### About this exercise
Transcribe the data underneath exactly, keeping every word in place.

### Input records

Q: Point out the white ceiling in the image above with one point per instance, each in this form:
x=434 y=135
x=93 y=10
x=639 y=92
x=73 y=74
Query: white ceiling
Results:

### Task answer
Q: Point out the white ceiling in the image above with one point per instance, each in this form:
x=434 y=135
x=93 y=10
x=639 y=92
x=73 y=74
Query: white ceiling
Results:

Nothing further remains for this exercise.